===== Supplied data
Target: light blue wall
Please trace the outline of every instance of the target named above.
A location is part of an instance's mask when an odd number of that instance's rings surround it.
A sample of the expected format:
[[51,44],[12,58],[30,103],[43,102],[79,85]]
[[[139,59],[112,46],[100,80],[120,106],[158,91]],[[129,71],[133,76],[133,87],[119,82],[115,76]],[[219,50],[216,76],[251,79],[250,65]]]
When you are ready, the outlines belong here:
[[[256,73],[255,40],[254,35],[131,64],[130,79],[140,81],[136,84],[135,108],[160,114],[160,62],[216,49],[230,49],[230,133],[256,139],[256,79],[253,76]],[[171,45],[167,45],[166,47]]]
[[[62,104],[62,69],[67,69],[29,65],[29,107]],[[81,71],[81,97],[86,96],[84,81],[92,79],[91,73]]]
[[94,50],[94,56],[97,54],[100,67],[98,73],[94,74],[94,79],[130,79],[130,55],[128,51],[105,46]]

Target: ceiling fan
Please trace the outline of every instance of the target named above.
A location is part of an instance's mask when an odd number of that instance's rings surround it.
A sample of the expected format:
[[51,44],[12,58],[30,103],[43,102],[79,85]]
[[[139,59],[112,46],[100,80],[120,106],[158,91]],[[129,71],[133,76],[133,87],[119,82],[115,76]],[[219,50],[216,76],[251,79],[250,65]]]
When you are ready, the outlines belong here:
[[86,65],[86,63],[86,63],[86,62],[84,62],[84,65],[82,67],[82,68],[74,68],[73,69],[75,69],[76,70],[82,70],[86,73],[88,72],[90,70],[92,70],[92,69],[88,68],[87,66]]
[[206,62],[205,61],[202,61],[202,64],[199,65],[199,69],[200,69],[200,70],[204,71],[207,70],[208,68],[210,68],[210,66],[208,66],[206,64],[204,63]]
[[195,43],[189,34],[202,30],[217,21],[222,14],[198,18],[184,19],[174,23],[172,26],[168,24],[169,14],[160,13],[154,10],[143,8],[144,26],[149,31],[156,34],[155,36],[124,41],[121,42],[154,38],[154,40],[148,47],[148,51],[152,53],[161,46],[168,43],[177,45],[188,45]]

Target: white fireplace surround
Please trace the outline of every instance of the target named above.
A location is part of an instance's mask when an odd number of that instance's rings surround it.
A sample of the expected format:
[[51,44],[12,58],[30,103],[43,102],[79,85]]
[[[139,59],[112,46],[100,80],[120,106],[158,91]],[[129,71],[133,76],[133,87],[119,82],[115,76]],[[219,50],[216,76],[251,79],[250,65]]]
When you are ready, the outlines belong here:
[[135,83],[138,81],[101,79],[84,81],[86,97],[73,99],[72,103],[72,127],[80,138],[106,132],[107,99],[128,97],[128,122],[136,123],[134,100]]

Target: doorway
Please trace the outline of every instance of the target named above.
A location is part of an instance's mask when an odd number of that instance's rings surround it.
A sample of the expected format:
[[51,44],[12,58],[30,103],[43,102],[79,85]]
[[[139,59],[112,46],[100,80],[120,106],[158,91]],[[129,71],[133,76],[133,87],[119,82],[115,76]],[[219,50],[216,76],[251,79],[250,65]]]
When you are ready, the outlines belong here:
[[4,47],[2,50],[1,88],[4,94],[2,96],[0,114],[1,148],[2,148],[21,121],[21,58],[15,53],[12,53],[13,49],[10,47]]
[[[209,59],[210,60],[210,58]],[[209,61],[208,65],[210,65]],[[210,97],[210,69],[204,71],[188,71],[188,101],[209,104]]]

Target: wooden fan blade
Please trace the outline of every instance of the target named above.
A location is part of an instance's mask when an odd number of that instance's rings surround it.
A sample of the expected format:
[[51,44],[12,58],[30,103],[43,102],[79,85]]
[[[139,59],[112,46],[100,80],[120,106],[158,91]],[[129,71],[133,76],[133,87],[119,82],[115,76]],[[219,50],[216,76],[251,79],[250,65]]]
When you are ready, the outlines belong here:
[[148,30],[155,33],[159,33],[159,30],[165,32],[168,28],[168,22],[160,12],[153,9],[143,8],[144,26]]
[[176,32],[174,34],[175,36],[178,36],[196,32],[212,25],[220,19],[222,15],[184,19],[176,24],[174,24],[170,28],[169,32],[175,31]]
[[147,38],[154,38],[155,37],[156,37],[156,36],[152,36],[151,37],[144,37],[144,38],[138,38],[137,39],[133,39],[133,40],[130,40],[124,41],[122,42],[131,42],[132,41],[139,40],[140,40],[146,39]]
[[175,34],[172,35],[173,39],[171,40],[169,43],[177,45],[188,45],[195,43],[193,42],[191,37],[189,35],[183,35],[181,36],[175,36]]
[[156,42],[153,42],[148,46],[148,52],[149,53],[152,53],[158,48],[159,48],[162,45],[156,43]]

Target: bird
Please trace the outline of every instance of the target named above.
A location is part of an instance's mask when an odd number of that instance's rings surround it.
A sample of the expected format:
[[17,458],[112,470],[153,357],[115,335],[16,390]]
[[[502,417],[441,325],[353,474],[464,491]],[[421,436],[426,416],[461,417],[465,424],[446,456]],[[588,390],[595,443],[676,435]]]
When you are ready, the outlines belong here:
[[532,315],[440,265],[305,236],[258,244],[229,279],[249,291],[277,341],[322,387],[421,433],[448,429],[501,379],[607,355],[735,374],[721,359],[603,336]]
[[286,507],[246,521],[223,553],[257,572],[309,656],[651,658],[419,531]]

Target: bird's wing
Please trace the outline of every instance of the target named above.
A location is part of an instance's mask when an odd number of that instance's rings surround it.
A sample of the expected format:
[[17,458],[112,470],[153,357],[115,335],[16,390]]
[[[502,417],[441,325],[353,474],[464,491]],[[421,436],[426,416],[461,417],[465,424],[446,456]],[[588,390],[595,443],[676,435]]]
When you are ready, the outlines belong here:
==========
• What this task involves: Rewrite the rows from the line with "Target: bird's wing" through the end of the rows, replacing "trace" with "draw" and leaving everything else unchanged.

• The answer:
Target: bird's wing
Please draw the outline of every instance of the target named above.
A location is part of an instance's mask when an odd number of that instance's rings surround it.
A sample of the expected format:
[[17,458],[112,470],[153,357],[115,335],[16,390]]
[[[502,417],[441,325],[353,474],[464,491]],[[421,436],[426,416],[461,417],[465,424],[446,456]],[[588,390],[595,443],[676,435]]]
When you are ready, the outlines belong here:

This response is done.